▸ **GIVEN INFORMATION**:
▼

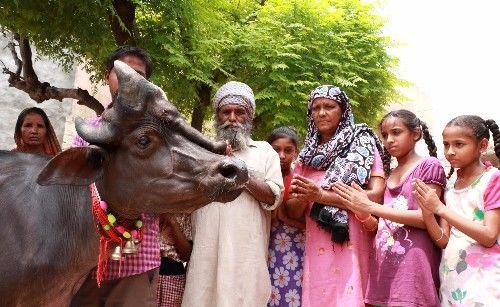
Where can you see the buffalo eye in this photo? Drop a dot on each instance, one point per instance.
(144, 141)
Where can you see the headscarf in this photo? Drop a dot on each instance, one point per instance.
(347, 157)
(235, 92)
(51, 145)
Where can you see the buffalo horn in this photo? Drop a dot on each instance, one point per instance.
(105, 133)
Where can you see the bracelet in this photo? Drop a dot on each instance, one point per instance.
(320, 195)
(362, 221)
(442, 235)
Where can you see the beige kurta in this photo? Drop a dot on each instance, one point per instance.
(228, 265)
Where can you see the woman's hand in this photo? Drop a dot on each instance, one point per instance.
(427, 197)
(355, 198)
(305, 190)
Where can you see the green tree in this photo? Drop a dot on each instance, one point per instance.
(281, 48)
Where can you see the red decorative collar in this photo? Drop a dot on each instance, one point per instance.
(111, 230)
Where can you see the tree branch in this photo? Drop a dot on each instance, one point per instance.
(122, 21)
(37, 90)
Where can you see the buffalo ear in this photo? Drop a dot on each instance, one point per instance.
(74, 166)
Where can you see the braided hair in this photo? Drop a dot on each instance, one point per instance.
(412, 122)
(284, 132)
(480, 129)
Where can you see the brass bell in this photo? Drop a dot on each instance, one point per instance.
(129, 247)
(116, 253)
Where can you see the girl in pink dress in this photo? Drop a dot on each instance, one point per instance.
(404, 261)
(337, 242)
(469, 225)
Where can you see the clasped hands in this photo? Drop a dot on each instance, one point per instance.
(426, 198)
(353, 197)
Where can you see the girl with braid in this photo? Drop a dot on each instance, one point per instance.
(468, 226)
(404, 261)
(287, 241)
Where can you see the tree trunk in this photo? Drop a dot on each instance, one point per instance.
(204, 91)
(123, 23)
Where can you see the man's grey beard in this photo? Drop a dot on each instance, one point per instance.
(237, 134)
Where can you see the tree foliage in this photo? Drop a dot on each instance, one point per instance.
(281, 48)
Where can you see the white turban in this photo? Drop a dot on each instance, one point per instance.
(235, 92)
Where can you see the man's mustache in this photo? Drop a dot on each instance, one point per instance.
(229, 124)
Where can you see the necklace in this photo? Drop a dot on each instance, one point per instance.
(123, 233)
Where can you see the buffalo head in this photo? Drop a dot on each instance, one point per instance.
(145, 158)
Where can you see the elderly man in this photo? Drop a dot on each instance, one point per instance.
(228, 265)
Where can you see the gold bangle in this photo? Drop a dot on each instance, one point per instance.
(362, 221)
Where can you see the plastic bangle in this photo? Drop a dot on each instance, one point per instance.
(373, 229)
(362, 221)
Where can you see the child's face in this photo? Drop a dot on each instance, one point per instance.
(286, 151)
(133, 61)
(461, 147)
(397, 138)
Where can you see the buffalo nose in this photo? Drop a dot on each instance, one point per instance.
(234, 169)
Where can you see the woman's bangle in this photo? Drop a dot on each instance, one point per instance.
(373, 229)
(442, 235)
(362, 221)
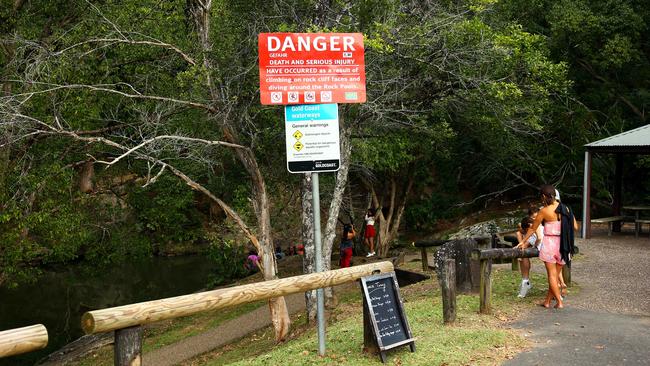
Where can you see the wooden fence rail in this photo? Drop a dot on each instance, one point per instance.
(127, 320)
(22, 340)
(486, 256)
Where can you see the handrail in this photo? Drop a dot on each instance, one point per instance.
(120, 317)
(22, 340)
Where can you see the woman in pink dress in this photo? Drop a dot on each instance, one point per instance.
(549, 252)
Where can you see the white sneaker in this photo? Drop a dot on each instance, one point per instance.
(524, 288)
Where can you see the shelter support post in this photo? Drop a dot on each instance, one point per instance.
(618, 184)
(586, 198)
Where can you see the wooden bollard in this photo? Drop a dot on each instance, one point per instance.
(485, 291)
(448, 284)
(128, 346)
(22, 340)
(485, 257)
(425, 259)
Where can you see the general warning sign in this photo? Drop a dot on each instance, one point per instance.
(311, 68)
(312, 138)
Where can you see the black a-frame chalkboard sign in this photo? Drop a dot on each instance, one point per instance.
(384, 320)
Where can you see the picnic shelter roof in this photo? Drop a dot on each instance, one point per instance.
(636, 141)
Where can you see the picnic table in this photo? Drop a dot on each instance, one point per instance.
(637, 219)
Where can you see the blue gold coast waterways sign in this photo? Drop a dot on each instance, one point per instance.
(312, 138)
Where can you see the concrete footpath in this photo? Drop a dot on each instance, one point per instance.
(608, 321)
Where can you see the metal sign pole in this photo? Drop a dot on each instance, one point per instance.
(320, 301)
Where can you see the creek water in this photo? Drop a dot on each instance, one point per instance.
(61, 296)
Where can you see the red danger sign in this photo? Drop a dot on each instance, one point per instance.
(310, 68)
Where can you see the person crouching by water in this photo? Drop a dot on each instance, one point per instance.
(369, 233)
(533, 241)
(557, 244)
(345, 249)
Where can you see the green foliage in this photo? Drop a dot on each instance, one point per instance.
(165, 211)
(228, 257)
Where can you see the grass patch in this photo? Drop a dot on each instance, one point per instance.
(474, 339)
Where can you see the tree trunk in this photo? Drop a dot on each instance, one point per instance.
(200, 12)
(335, 207)
(337, 198)
(309, 260)
(389, 224)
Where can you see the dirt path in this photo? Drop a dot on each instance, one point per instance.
(607, 322)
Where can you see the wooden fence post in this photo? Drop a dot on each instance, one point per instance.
(449, 291)
(486, 286)
(128, 346)
(515, 265)
(425, 259)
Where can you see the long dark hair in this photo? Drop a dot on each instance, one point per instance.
(526, 222)
(548, 194)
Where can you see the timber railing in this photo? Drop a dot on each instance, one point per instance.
(22, 340)
(127, 320)
(485, 257)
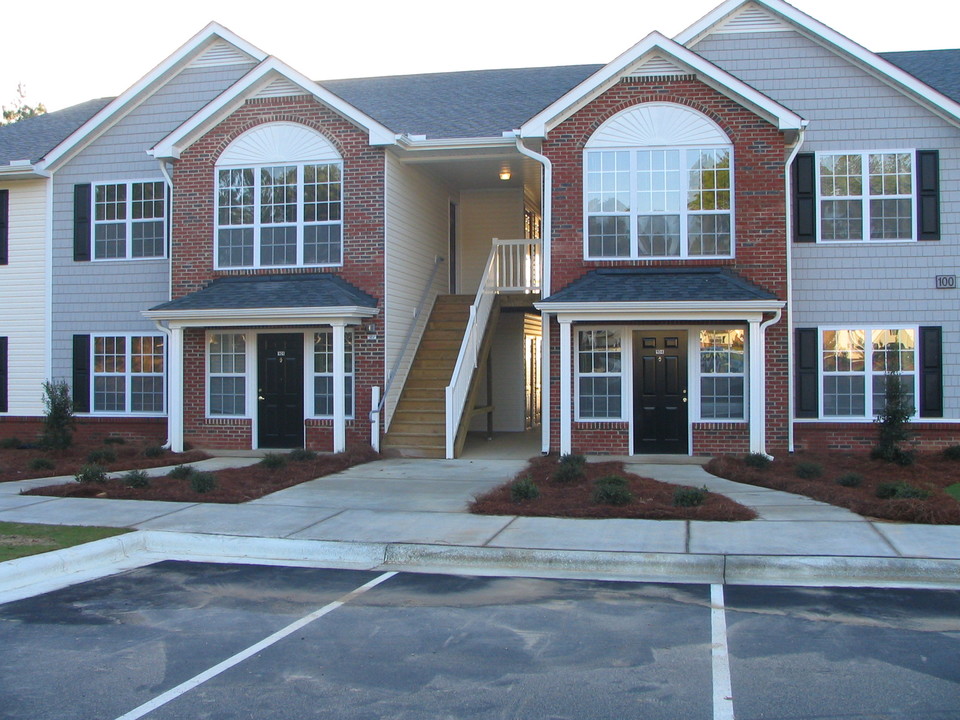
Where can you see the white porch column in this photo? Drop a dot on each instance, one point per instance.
(175, 389)
(566, 379)
(758, 399)
(339, 417)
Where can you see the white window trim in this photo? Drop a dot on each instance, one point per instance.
(128, 375)
(625, 353)
(257, 226)
(633, 213)
(128, 242)
(865, 197)
(868, 374)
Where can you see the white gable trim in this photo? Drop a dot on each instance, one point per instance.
(145, 87)
(261, 77)
(656, 44)
(818, 32)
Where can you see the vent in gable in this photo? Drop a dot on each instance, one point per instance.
(752, 19)
(281, 87)
(221, 53)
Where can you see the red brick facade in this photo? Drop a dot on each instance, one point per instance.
(363, 252)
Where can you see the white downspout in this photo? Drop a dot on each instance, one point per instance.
(788, 185)
(545, 251)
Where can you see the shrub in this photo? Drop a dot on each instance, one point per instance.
(136, 479)
(756, 460)
(901, 491)
(524, 489)
(273, 461)
(301, 455)
(181, 472)
(850, 480)
(612, 490)
(686, 496)
(58, 420)
(42, 464)
(952, 452)
(808, 470)
(91, 473)
(102, 456)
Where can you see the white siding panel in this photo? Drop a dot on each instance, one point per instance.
(23, 297)
(416, 231)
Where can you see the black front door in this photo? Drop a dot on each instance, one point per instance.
(660, 392)
(280, 390)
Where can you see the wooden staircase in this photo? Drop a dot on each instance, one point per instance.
(418, 425)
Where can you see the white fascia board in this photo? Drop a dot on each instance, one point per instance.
(827, 36)
(260, 316)
(226, 102)
(540, 124)
(121, 105)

▲

▸ **TASK REQUIREMENTS**:
Take the line holding "Where can you see the shrub" and all lines after it through the end of the data, and set them down exactly.

▸ **WRITTEN ANSWER**:
Where can you see the shrub in this photo? Drop a dot on each instance, one point per instance.
(136, 479)
(756, 460)
(901, 491)
(524, 489)
(273, 461)
(301, 455)
(181, 472)
(850, 480)
(612, 490)
(686, 496)
(58, 420)
(42, 464)
(952, 452)
(808, 470)
(91, 473)
(102, 456)
Where can you see the white siding panel in this photo? Drop a dot on each instance, one point per instance.
(23, 297)
(416, 231)
Where can you see the black front door in this photo? Drop a dot on each instance, one point per instance.
(660, 392)
(280, 390)
Where can you see the wooden staircase in this photo? Drop a dot on each instance, one point per instance.
(418, 425)
Where can you see the white fascia board in this photo? Drop a dot on each instance, one point per instance.
(827, 36)
(260, 316)
(226, 102)
(540, 124)
(121, 105)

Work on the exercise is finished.